#### [Stated problem]
Word for word, give the material below again, minus any images.

• • • • • • •

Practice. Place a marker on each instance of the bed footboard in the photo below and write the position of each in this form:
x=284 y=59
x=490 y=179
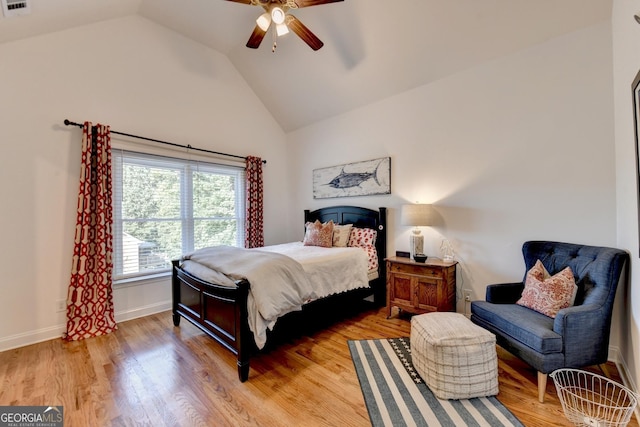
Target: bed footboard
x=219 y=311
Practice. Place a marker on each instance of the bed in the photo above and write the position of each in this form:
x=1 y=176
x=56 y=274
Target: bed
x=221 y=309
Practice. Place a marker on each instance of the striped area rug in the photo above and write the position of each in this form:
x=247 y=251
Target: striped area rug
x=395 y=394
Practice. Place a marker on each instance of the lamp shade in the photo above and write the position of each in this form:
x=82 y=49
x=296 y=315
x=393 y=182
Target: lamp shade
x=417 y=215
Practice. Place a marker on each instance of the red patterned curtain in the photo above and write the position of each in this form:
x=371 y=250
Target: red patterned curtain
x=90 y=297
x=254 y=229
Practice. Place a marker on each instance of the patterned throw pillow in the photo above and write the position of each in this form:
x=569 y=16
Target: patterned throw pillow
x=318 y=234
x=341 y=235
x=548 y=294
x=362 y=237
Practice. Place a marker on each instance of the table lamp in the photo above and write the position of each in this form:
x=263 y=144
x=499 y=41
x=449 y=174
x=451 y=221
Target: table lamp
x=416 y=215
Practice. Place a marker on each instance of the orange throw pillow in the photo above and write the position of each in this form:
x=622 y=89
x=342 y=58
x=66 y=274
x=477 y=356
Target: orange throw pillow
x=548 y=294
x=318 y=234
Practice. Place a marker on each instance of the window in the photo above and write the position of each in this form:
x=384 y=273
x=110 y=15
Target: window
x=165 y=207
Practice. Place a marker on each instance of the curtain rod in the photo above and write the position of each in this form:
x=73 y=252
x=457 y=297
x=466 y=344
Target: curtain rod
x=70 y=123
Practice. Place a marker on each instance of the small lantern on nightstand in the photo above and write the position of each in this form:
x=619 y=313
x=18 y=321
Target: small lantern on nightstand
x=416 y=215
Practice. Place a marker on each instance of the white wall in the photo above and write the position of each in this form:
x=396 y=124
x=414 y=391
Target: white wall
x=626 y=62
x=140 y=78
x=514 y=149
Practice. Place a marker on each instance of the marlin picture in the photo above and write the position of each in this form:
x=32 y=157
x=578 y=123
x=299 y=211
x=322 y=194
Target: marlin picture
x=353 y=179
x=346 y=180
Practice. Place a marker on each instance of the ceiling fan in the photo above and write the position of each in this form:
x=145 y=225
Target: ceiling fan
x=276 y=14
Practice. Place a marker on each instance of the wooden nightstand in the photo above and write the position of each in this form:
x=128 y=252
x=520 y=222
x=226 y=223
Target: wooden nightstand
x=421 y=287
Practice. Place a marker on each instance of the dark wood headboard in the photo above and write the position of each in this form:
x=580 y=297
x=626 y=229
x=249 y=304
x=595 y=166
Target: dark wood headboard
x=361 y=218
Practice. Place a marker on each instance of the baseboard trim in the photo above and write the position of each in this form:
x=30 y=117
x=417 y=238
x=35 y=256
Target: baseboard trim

• • • • • • •

#### [Answer to this problem]
Practice. Place a marker on each instance of the bed footboard in the photo below and write the position of each in this form:
x=284 y=59
x=490 y=179
Target: bed footboard
x=219 y=311
Practice. Place a marker on each instance of the bed in the photo above and write the position of each in this form:
x=1 y=176
x=56 y=274
Target: bed
x=221 y=309
Practice. Place a marker on each instance of the striped area rug in the photo above and write the position of each in this form:
x=247 y=251
Target: striped area rug
x=395 y=394
Practice. Place a marker on each instance of the lamp shade in the photo above and write the position of each in this form:
x=82 y=49
x=296 y=315
x=393 y=182
Target: lamp shade
x=417 y=215
Practice. Place a marker on each instance of the red patterned curtain in the photo above and write the position of each in this form:
x=371 y=250
Target: red patterned curtain
x=90 y=297
x=254 y=229
Practice. Place a marker on each instance of the patterned throw pillow in the photo above and write the position of each in this form:
x=569 y=16
Target: patterned throw pillow
x=318 y=234
x=341 y=235
x=548 y=294
x=362 y=237
Practice. Place a marker on each instance of the table lamp in the photo above and write the position of each in this form:
x=263 y=144
x=499 y=41
x=449 y=174
x=451 y=221
Target: table lamp
x=416 y=215
Practice. Place a marker on each instance of the orange throw pillow in the photo above and write the position of each in this form:
x=622 y=89
x=342 y=58
x=66 y=274
x=477 y=356
Target: orange throw pillow
x=548 y=294
x=318 y=234
Practice. Place a marker on each instance of the window in the photo above and write the position of each in this form:
x=384 y=273
x=110 y=15
Target: window
x=165 y=207
Practice. Place a marker on each instance of the curtain rod in the photo above and write the position of each in this form:
x=73 y=252
x=457 y=297
x=466 y=344
Target: curtain rod
x=70 y=123
Practice. Place a marker on each instance of the small lantern on nightstand in the photo above and write the position of each in this form:
x=619 y=313
x=18 y=321
Target: small lantern on nightstand
x=416 y=215
Practice. Place a marker on each instance of the white wall in the photo above and write the position of each in this form:
x=396 y=124
x=414 y=391
Target: white wall
x=626 y=62
x=140 y=78
x=514 y=149
Practice. Place a marker on each instance of the marlin picture in the photo above and write the position of each in this form:
x=32 y=157
x=578 y=123
x=299 y=211
x=322 y=194
Target: marlin picture
x=353 y=179
x=346 y=180
Practice. Place a marker on each instance of the ceiling fan in the photo above and write the position of each in this form:
x=145 y=225
Target: ceiling fan
x=276 y=14
Practice. Place a marker on each instance of the wooden nightstand in the photo above and write the position of each in this form:
x=128 y=252
x=520 y=222
x=226 y=223
Target: wooden nightstand
x=421 y=287
Practice. Place a marker on each instance of the dark wood headboard in the photo above and write the position of each in this form:
x=580 y=297
x=626 y=229
x=249 y=304
x=595 y=166
Target: dark wood headboard
x=361 y=218
Practice. Place a marker on each instance of the baseboard trim in the photo above and write the position of each in this form:
x=30 y=117
x=417 y=238
x=35 y=256
Target: baseboard trim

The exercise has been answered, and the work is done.